Indicaciones de tarea => Devuelve, palabra por palabra, el pasaje de la reflexión sobre los valores del Reino que empieza con "Aquí encontramos una" y continúa hasta "pronunciar su nombre.".

Fragmento del texto =>
#####
Anteriormente hemos señalado que Jesús nos está diciendo que en la vida del cristiano, de su verdadero seguidor, no puede haber nada más valioso que los valores del Reino. Por eso tenemos que estar dispuestos a “venderlo” todo con tal de adquirirlos, con tal de asegurar ese gran tesoro que es la vida eterna. Eso incluye dejar “casas, hermanos, hermanas, padre, madre, hijos y campos” por el nombre de Jesús. O sea, que no puede haber nada que se interponga entre nosotros y los valores del Reino.

El que acepta esa misión de parte de Jesús, se llena de su Palabra, y pone su vida al servicio de esta, tiene “algo” que todos notan, tal como le sucedió a Moisés en la primera lectura de hoy (Ex 34,29-35). Nos relata el pasaje que cuando Moisés bajó del monte Sinaí con las tablas que contenían Palabra de Dios “tenía radiante la piel de la cara”.

Aquí encontramos una marcada diferencia entre el Antiguo y el Nuevo Testamento. En la primera lectura vemos cómo cuando los Israelitas vieron a Moisés con el rostro brillante (por haber visto a Dios cara a cara, como a un amigo) “no se atrevieron a acercarse a él”, y el mismo Moisés se cubría la cara con un velo. Y es que en el Antiguo Testamento Dios todavía no se había revelado plenamente; por eso ni tan siquiera se podía pronunciar su nombre.

No es hasta que la Palabra se encarna, haciéndose uno con nosotros en todo excepto en el pecado, que Dios se nos revela plenamente en la persona de Jesús. Ahora podemos verlo, escucharlo, tocarlo, caminar junto a Él. Es entonces que nos envía su Santo Espíritu que nos permite llamar Abba a aquél cuyo nombre era impronunciable.

Y ese Espíritu Santo, que es el Amor entre el Padre y el Hijo que se derrama sobre nosotros, hace resplandecer nuestros rostros con ese “algo” imposible de describir que hace a todo el que se cruza en nuestro camino perciba la presencia de Dios y diga: “Yo quiero de eso”; esa “perla de gran valor” que los impulsa a vender todo lo que tienen con tal de adquirirla.

Hoy, pidamos al Señor que derrame su Espíritu Santo sobre nosotros, de modo que todo el que nos vea lo vea a Él.
#####
Información mostrada =>
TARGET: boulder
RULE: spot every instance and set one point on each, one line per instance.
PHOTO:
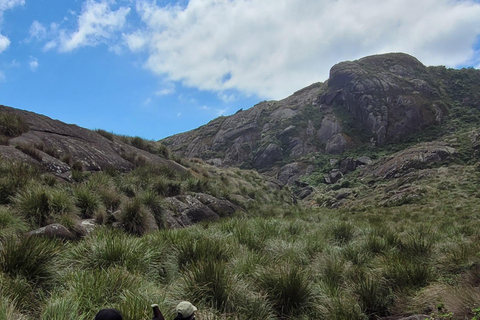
(221, 207)
(57, 146)
(289, 173)
(186, 210)
(417, 157)
(333, 176)
(304, 192)
(269, 156)
(55, 230)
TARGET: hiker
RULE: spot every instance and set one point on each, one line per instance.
(108, 314)
(185, 311)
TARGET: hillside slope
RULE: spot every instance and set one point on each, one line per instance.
(377, 100)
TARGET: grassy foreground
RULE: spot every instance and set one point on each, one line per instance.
(273, 261)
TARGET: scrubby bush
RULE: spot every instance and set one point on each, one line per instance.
(30, 257)
(12, 125)
(288, 288)
(86, 200)
(134, 217)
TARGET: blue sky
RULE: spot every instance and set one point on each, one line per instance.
(156, 68)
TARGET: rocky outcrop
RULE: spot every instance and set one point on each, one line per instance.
(55, 230)
(58, 146)
(391, 95)
(417, 157)
(374, 100)
(186, 210)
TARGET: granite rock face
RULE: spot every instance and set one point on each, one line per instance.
#####
La respuesta =>
Aquí encontramos una marcada diferencia entre el Antiguo y el Nuevo Testamento. En la primera lectura vemos cómo cuando los Israelitas vieron a Moisés con el rostro brillante (por haber visto a Dios cara a cara, como a un amigo) “no se atrevieron a acercarse a él”, y el mismo Moisés se cubría la cara con un velo. Y es que en el Antiguo Testamento Dios todavía no se había revelado plenamente; por eso ni tan siquiera se podía pronunciar su nombre.